§ **Work instruction**
Find the line with "Target: metal mailbox" in the records below. Output exactly from there until after the line with "Target: glossy leaf", without pictures.

Segment Start: Recorded data

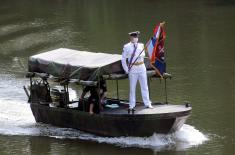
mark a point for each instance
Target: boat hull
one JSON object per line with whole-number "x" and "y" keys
{"x": 110, "y": 124}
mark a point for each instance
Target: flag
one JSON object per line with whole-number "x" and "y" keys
{"x": 155, "y": 48}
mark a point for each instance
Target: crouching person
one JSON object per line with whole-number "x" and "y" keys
{"x": 97, "y": 95}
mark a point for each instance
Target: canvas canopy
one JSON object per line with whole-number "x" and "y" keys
{"x": 73, "y": 64}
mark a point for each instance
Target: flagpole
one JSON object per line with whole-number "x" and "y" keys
{"x": 161, "y": 24}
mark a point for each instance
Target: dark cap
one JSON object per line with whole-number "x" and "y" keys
{"x": 134, "y": 34}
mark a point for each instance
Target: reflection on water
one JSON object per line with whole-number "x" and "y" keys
{"x": 16, "y": 119}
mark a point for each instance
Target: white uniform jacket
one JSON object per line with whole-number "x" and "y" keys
{"x": 128, "y": 49}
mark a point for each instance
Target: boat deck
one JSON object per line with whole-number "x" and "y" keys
{"x": 141, "y": 109}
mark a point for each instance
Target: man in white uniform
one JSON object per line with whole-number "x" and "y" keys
{"x": 135, "y": 69}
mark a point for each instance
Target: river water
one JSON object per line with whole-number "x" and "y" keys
{"x": 200, "y": 56}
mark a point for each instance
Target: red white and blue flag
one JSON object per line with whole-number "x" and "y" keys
{"x": 155, "y": 46}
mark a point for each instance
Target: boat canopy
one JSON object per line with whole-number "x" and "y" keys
{"x": 74, "y": 64}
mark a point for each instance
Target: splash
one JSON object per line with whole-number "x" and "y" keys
{"x": 16, "y": 119}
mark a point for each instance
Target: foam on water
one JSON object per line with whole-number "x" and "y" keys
{"x": 16, "y": 119}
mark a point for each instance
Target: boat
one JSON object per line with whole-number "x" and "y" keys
{"x": 66, "y": 67}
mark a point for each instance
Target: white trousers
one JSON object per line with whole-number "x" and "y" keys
{"x": 142, "y": 78}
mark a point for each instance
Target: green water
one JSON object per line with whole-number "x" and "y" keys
{"x": 200, "y": 55}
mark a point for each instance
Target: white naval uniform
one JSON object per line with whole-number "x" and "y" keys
{"x": 137, "y": 72}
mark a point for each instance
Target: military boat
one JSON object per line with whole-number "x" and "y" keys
{"x": 67, "y": 67}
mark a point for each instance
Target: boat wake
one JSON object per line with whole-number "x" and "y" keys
{"x": 16, "y": 119}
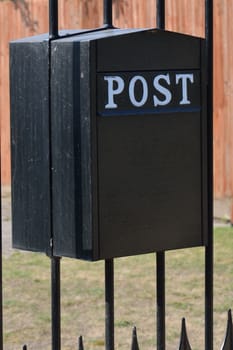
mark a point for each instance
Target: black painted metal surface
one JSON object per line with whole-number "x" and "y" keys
{"x": 1, "y": 296}
{"x": 209, "y": 247}
{"x": 160, "y": 256}
{"x": 30, "y": 143}
{"x": 119, "y": 174}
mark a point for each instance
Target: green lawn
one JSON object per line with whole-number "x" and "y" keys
{"x": 26, "y": 284}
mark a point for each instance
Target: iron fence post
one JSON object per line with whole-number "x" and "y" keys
{"x": 160, "y": 256}
{"x": 109, "y": 304}
{"x": 209, "y": 247}
{"x": 55, "y": 303}
{"x": 1, "y": 305}
{"x": 108, "y": 13}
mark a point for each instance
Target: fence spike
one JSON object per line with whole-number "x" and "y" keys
{"x": 184, "y": 342}
{"x": 80, "y": 343}
{"x": 134, "y": 345}
{"x": 228, "y": 342}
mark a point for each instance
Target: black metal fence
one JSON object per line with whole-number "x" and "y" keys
{"x": 184, "y": 341}
{"x": 160, "y": 256}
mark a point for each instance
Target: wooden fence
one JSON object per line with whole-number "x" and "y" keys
{"x": 20, "y": 18}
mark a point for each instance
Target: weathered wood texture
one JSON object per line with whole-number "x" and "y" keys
{"x": 22, "y": 18}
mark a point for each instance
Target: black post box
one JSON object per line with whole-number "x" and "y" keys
{"x": 129, "y": 143}
{"x": 111, "y": 160}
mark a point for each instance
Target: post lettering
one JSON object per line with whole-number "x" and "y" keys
{"x": 164, "y": 91}
{"x": 133, "y": 81}
{"x": 119, "y": 82}
{"x": 184, "y": 83}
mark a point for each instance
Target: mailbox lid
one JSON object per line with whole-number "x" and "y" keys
{"x": 152, "y": 183}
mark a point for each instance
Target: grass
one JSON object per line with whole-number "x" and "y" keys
{"x": 26, "y": 288}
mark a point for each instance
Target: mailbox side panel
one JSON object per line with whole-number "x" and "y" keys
{"x": 30, "y": 145}
{"x": 71, "y": 150}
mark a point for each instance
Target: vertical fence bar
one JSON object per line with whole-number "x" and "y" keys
{"x": 160, "y": 14}
{"x": 53, "y": 18}
{"x": 55, "y": 261}
{"x": 55, "y": 303}
{"x": 108, "y": 13}
{"x": 160, "y": 256}
{"x": 1, "y": 305}
{"x": 209, "y": 248}
{"x": 109, "y": 304}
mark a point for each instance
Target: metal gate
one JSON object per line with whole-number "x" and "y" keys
{"x": 160, "y": 256}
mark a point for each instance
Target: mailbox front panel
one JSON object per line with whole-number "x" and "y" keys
{"x": 130, "y": 146}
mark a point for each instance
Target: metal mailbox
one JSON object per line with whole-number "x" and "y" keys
{"x": 123, "y": 144}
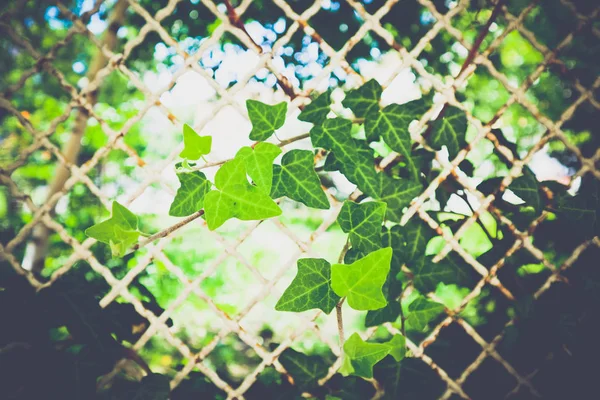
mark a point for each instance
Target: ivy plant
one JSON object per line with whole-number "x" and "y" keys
{"x": 381, "y": 258}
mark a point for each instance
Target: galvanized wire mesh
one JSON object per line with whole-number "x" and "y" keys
{"x": 230, "y": 24}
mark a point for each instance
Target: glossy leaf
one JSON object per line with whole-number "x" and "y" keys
{"x": 266, "y": 119}
{"x": 190, "y": 195}
{"x": 236, "y": 198}
{"x": 316, "y": 111}
{"x": 296, "y": 178}
{"x": 310, "y": 289}
{"x": 397, "y": 193}
{"x": 365, "y": 99}
{"x": 362, "y": 281}
{"x": 360, "y": 356}
{"x": 391, "y": 124}
{"x": 363, "y": 223}
{"x": 259, "y": 163}
{"x": 120, "y": 231}
{"x": 195, "y": 146}
{"x": 527, "y": 188}
{"x": 421, "y": 311}
{"x": 305, "y": 370}
{"x": 449, "y": 131}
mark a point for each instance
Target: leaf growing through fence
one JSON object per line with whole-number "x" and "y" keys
{"x": 421, "y": 311}
{"x": 360, "y": 356}
{"x": 259, "y": 164}
{"x": 317, "y": 110}
{"x": 190, "y": 195}
{"x": 235, "y": 197}
{"x": 296, "y": 178}
{"x": 266, "y": 119}
{"x": 310, "y": 289}
{"x": 365, "y": 99}
{"x": 449, "y": 130}
{"x": 362, "y": 222}
{"x": 362, "y": 281}
{"x": 306, "y": 370}
{"x": 397, "y": 193}
{"x": 527, "y": 188}
{"x": 195, "y": 146}
{"x": 391, "y": 124}
{"x": 120, "y": 231}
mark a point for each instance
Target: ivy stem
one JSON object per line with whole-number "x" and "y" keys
{"x": 166, "y": 232}
{"x": 340, "y": 319}
{"x": 338, "y": 307}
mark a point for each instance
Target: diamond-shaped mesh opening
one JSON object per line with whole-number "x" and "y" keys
{"x": 490, "y": 381}
{"x": 453, "y": 339}
{"x": 524, "y": 311}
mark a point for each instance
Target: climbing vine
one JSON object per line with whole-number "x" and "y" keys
{"x": 382, "y": 257}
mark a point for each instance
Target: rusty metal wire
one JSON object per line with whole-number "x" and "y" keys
{"x": 446, "y": 87}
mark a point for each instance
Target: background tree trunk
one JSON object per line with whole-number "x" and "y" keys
{"x": 41, "y": 233}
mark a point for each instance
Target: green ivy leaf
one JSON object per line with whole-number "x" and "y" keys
{"x": 391, "y": 124}
{"x": 195, "y": 146}
{"x": 296, "y": 178}
{"x": 316, "y": 111}
{"x": 311, "y": 288}
{"x": 527, "y": 188}
{"x": 259, "y": 163}
{"x": 305, "y": 370}
{"x": 357, "y": 161}
{"x": 450, "y": 270}
{"x": 190, "y": 195}
{"x": 266, "y": 119}
{"x": 421, "y": 312}
{"x": 362, "y": 222}
{"x": 392, "y": 290}
{"x": 365, "y": 99}
{"x": 120, "y": 231}
{"x": 397, "y": 193}
{"x": 450, "y": 131}
{"x": 236, "y": 198}
{"x": 360, "y": 356}
{"x": 362, "y": 281}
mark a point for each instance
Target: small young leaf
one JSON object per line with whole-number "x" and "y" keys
{"x": 259, "y": 163}
{"x": 296, "y": 178}
{"x": 527, "y": 188}
{"x": 120, "y": 231}
{"x": 363, "y": 223}
{"x": 316, "y": 111}
{"x": 450, "y": 131}
{"x": 365, "y": 99}
{"x": 360, "y": 356}
{"x": 266, "y": 119}
{"x": 450, "y": 270}
{"x": 190, "y": 195}
{"x": 421, "y": 312}
{"x": 311, "y": 288}
{"x": 195, "y": 146}
{"x": 305, "y": 370}
{"x": 362, "y": 281}
{"x": 236, "y": 198}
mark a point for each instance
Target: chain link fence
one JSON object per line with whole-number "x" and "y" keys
{"x": 232, "y": 26}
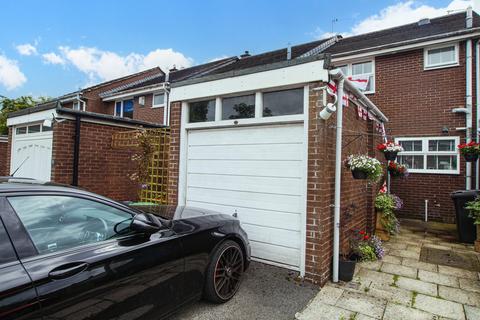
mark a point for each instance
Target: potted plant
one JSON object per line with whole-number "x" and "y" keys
{"x": 387, "y": 223}
{"x": 390, "y": 150}
{"x": 397, "y": 170}
{"x": 474, "y": 213}
{"x": 469, "y": 151}
{"x": 364, "y": 167}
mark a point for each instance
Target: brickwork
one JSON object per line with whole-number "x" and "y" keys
{"x": 102, "y": 169}
{"x": 418, "y": 102}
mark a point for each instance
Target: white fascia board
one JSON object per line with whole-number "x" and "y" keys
{"x": 297, "y": 74}
{"x": 347, "y": 56}
{"x": 32, "y": 117}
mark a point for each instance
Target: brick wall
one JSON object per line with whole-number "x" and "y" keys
{"x": 419, "y": 103}
{"x": 102, "y": 169}
{"x": 4, "y": 158}
{"x": 357, "y": 195}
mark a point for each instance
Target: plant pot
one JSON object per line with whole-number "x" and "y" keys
{"x": 470, "y": 157}
{"x": 358, "y": 174}
{"x": 346, "y": 269}
{"x": 380, "y": 230}
{"x": 390, "y": 155}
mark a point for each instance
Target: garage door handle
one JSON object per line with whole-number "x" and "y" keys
{"x": 68, "y": 270}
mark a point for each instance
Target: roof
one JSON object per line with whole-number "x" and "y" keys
{"x": 437, "y": 28}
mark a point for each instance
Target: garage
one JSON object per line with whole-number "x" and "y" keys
{"x": 257, "y": 172}
{"x": 32, "y": 151}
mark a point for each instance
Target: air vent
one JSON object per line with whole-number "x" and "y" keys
{"x": 423, "y": 22}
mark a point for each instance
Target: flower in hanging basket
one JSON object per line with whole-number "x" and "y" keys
{"x": 364, "y": 167}
{"x": 469, "y": 150}
{"x": 397, "y": 170}
{"x": 390, "y": 149}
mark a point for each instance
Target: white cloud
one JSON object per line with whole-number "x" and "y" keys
{"x": 10, "y": 75}
{"x": 52, "y": 58}
{"x": 26, "y": 49}
{"x": 100, "y": 65}
{"x": 398, "y": 14}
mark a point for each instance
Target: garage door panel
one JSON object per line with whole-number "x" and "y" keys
{"x": 274, "y": 253}
{"x": 266, "y": 218}
{"x": 290, "y": 186}
{"x": 279, "y": 168}
{"x": 279, "y": 237}
{"x": 247, "y": 152}
{"x": 264, "y": 201}
{"x": 248, "y": 135}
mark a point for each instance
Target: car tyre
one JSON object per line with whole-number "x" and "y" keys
{"x": 224, "y": 272}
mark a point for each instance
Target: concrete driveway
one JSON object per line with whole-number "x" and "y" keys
{"x": 267, "y": 292}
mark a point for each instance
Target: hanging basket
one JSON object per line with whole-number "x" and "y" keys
{"x": 359, "y": 174}
{"x": 470, "y": 157}
{"x": 390, "y": 155}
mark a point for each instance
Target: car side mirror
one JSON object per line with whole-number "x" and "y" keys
{"x": 145, "y": 223}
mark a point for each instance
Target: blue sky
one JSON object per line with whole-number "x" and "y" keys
{"x": 53, "y": 47}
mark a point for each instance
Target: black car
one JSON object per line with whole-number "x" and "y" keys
{"x": 69, "y": 254}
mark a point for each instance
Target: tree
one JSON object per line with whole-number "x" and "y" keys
{"x": 8, "y": 105}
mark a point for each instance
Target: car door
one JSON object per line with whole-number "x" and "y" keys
{"x": 18, "y": 299}
{"x": 85, "y": 269}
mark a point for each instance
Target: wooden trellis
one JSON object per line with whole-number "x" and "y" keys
{"x": 155, "y": 190}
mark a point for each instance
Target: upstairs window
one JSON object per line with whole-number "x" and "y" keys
{"x": 158, "y": 100}
{"x": 124, "y": 109}
{"x": 441, "y": 57}
{"x": 430, "y": 155}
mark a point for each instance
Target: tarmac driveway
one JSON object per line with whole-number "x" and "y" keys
{"x": 267, "y": 292}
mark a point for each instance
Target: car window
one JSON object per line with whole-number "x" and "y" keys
{"x": 61, "y": 222}
{"x": 7, "y": 254}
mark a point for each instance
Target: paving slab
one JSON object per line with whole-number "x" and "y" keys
{"x": 439, "y": 307}
{"x": 399, "y": 312}
{"x": 417, "y": 285}
{"x": 438, "y": 278}
{"x": 459, "y": 295}
{"x": 399, "y": 270}
{"x": 362, "y": 303}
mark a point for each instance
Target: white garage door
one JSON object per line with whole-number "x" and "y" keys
{"x": 257, "y": 172}
{"x": 33, "y": 148}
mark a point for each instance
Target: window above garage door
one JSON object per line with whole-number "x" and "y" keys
{"x": 281, "y": 105}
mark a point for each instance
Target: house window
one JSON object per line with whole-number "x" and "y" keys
{"x": 158, "y": 100}
{"x": 361, "y": 72}
{"x": 430, "y": 155}
{"x": 238, "y": 107}
{"x": 124, "y": 109}
{"x": 441, "y": 57}
{"x": 285, "y": 102}
{"x": 201, "y": 111}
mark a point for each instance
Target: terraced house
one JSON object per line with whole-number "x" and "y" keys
{"x": 247, "y": 139}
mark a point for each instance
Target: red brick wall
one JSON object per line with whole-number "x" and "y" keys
{"x": 102, "y": 169}
{"x": 4, "y": 158}
{"x": 357, "y": 196}
{"x": 419, "y": 103}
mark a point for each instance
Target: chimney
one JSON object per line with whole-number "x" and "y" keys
{"x": 246, "y": 54}
{"x": 469, "y": 18}
{"x": 289, "y": 52}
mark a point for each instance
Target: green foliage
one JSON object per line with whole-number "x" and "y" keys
{"x": 12, "y": 105}
{"x": 474, "y": 208}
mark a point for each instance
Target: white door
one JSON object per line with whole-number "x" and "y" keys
{"x": 32, "y": 153}
{"x": 257, "y": 172}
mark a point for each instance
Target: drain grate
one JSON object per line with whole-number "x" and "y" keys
{"x": 450, "y": 258}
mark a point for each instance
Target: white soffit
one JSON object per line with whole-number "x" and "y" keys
{"x": 296, "y": 74}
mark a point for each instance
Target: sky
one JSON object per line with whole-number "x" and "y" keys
{"x": 53, "y": 47}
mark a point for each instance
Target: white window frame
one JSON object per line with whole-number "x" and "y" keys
{"x": 158, "y": 105}
{"x": 425, "y": 152}
{"x": 257, "y": 119}
{"x": 349, "y": 65}
{"x": 455, "y": 63}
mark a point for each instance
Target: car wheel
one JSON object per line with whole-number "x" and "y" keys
{"x": 224, "y": 272}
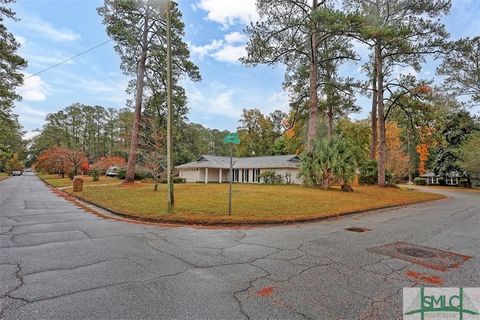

Segment End: Recorded data

§ **Exercise answer**
Target: metal mailbox
one JSON object per line with whole-number "x" and "y" keys
{"x": 123, "y": 144}
mark a point for each instance
Target: ivy plant
one JSON object per line with whole-number "x" and "y" keys
{"x": 381, "y": 258}
mark a point for each instance
Target: galvanized wire mesh
one JSON object per line with whole-number "x" and "y" keys
{"x": 230, "y": 24}
mark a point for each instance
Target: glossy leaf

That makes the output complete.